(Supplied entries begins)

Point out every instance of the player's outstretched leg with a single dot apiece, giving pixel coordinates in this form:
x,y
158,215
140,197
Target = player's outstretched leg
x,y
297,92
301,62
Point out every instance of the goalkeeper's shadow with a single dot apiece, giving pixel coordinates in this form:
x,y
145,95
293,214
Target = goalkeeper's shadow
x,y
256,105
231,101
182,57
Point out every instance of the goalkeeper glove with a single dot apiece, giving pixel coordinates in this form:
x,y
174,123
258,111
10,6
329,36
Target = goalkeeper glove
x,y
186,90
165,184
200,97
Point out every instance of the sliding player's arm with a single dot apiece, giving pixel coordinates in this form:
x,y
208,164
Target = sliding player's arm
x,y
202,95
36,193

(Supplied entries ends)

*What is expected*:
Print out the entire listing. Keep every line exact.

*Result below*:
Point out every instance of the player's outstretched leg with a single dot apiece, giving pixel coordinates in this form:
x,y
158,215
140,197
Target = player's outstretched leg
x,y
297,92
301,62
Point out every instance of the goalkeeper's shadow with a single dot apiece, giving pixel coordinates in this form:
x,y
145,95
293,214
Target = goalkeeper's shadow
x,y
256,105
231,101
182,57
Point out every instance of the goalkeeper glove with a single dot apiece, giving pixel coordinates in this form:
x,y
174,123
258,111
10,6
329,36
Target = goalkeeper glove
x,y
186,90
165,184
200,97
Point out every instance of the sliding player's arm with a single dot apiece, giving pixel coordinates in this form:
x,y
208,164
Target = sliding player's arm
x,y
202,95
36,193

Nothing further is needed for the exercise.